▶ **Support de travail**

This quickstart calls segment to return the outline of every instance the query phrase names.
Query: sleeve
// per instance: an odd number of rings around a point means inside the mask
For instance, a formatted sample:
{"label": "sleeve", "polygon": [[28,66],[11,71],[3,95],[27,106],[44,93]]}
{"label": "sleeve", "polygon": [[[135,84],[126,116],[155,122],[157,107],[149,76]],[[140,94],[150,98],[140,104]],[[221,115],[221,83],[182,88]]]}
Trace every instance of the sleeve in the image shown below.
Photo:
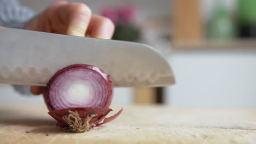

▶ **Consigne**
Réécris les items en remplaçant « sleeve » par « collar » partout, sans rien modifier d'autre. Ne reprends pas les images dans ta réponse.

▶ **Tâche réalisée**
This quickstart calls segment to return the outline of every instance the query phrase names.
Query: collar
// per instance: an odd number of rings around a point means inside the mask
For instance, a formatted sample:
{"label": "collar", "polygon": [[28,66],[11,71],[3,95],[27,106],[44,93]]}
{"label": "collar", "polygon": [[[135,84],[126,116],[155,122],[157,107],[149,76]],[[140,94],[150,98],[140,104]],[[221,115],[221,83],[182,88]]]}
Trace every instance of the collar in the image shown below.
Photo:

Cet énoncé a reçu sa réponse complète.